• [Фрагмент страницы]:
==*==

Две восьмерки. Писателю-земляку Анатолию Малярову – 88 лет

15:53

Откройте “Вечерний Николаев” в Google News и  Телеграм-канале

Анатолия Андреевича Малярова знают и признают. Он самый читаемый прозаик нашего края. Среди авторов, изданных на доступных нам языках, в городских библиотеках он пользуется спросом наравне с детективами и адюльтерами, хотя пишет только нашу повседневную, уютную подноготную, – Николаева и его весей, – мою и твою жизнь, до риска узнаваемую и в лицах и в деяниях.

Анатолий Маляров – мой дедушка, и кому, как не мне, уже опытному библиотекарю, сказать о нем то, что знает далеко не каждый.
Дедушка живет с редким для нашего менталитета заблуждением: все люди – нравственны, исключение – он сам. Этот невинный излом психики возник еще в детстве, когда он, безотцовщина в эвакуации (отец на фронте, мать с гуртом в горах), дистрофик десяти-двенадцати лет, на Каспии, в путину воровал мелкую рыбешку, прорвавшуюся сквозь сети и два-три дня гнившую на песке. Окучилось это чувство в начальной школе, когда Толик, природный гуманитарий, списывал задачки у приятелей и пропускал уроки, чтобы подработать на конюшне. Закрепилось убеждение в юности, когда село и церковь упорно осуждали раннее сближение с девчонками, а подросток был горяч и нежен. И до сих пор дедушка не ест рыбы, математиков считает людьми высшего порядка, а женщин, и праведных матерей семейств и проституток, почитает дочерями матери Марии.
Дедушка безропотно издает книжки без малейшего заработка. Последний гонорар он получил в восемьдесят восьмом году из Одессы. То была четвертая его вещь. Теперь их двадцать шесть. Хобби! Но не только – человеку есть что сказать, а графоман в нем зашкаливает.

==*==

• [Исходные данные]:
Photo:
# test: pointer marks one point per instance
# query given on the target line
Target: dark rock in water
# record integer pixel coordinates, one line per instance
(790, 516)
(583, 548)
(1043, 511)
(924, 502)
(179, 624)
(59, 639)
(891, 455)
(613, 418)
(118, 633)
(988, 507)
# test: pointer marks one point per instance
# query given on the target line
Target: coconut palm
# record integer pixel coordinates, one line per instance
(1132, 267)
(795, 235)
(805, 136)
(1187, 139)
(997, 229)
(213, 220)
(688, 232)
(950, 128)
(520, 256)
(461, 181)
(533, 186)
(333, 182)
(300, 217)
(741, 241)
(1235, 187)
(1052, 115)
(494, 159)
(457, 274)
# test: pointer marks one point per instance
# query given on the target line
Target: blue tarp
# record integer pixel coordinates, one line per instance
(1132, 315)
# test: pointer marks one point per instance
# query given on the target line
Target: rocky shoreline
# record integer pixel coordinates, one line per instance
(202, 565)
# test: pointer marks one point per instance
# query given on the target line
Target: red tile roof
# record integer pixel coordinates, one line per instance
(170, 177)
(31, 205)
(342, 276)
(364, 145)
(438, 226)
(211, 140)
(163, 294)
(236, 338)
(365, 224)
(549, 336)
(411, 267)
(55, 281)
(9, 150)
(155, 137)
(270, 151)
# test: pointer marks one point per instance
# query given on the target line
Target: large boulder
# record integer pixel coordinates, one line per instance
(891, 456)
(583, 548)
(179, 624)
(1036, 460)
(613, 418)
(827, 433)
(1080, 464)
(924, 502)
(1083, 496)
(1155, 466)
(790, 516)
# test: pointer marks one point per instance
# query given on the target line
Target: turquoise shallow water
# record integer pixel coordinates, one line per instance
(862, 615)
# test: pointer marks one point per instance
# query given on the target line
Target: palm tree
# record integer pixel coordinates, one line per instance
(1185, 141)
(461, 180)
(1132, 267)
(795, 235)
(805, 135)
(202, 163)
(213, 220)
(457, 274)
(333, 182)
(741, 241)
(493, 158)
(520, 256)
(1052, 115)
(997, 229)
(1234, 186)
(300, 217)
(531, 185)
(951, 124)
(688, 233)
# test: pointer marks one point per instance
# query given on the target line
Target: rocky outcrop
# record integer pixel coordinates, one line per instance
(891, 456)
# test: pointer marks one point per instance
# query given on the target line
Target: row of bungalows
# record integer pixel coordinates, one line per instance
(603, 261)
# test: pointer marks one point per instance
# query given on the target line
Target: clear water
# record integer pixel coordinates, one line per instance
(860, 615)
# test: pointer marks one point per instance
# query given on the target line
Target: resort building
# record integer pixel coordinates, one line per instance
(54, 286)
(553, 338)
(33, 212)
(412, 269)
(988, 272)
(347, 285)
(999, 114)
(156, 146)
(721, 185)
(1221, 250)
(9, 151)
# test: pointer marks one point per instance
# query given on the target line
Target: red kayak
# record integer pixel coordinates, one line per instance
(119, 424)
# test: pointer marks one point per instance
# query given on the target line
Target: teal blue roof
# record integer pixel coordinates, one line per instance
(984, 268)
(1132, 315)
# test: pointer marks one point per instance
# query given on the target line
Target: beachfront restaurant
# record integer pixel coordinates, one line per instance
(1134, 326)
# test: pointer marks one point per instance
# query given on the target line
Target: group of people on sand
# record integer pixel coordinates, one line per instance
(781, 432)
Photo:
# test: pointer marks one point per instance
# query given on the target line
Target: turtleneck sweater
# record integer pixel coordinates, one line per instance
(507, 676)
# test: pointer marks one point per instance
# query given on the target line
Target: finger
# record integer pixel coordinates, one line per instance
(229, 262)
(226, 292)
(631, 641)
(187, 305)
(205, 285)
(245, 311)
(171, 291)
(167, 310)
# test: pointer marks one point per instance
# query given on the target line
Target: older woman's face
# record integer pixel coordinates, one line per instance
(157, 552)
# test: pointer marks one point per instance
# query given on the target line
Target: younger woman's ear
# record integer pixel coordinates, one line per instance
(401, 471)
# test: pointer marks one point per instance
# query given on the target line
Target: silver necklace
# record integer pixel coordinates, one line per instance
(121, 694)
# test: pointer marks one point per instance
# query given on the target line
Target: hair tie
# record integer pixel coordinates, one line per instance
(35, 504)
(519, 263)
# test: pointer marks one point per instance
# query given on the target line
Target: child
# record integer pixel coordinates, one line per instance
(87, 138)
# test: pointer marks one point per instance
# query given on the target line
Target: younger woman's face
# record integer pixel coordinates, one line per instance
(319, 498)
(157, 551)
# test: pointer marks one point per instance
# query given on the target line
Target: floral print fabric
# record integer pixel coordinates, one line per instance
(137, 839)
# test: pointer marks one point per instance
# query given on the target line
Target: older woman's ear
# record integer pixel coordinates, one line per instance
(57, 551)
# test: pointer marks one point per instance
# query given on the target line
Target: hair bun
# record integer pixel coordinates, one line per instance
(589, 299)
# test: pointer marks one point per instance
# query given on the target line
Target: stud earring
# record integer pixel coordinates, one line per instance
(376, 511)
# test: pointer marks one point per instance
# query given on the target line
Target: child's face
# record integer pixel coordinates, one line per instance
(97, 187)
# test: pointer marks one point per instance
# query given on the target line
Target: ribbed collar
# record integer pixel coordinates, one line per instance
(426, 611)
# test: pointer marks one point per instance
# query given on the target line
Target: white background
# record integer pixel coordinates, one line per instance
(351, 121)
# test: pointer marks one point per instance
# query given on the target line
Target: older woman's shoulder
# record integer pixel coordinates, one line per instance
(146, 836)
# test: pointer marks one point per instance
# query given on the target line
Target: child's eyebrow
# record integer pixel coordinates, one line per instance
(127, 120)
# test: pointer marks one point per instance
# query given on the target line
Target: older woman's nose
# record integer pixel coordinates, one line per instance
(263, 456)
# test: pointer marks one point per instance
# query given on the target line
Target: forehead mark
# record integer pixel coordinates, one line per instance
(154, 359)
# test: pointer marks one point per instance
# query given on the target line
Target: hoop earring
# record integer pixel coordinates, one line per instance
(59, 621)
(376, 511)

==*==

• [Суть задания]:
Перепишите отрывок заметки об Анатолии Малярове от «Анатолия Андреевича Малярова» до «далеко не каждый.», подставив «писатель» вместо «прозаик». Перечень для этой работы не понадобится.

• [Ответ]:
Анатолия Андреевича Малярова знают и признают. Он самый читаемый писатель нашего края. Среди авторов, изданных на доступных нам языках, в городских библиотеках он пользуется спросом наравне с детективами и адюльтерами, хотя пишет только нашу повседневную, уютную подноготную, – Николаева и его весей, – мою и твою жизнь, до риска узнаваемую и в лицах и в деяниях.

Анатолий Маляров – мой дедушка, и кому, как не мне, уже опытному библиотекарю, сказать о нем то, что знает далеко не каждый.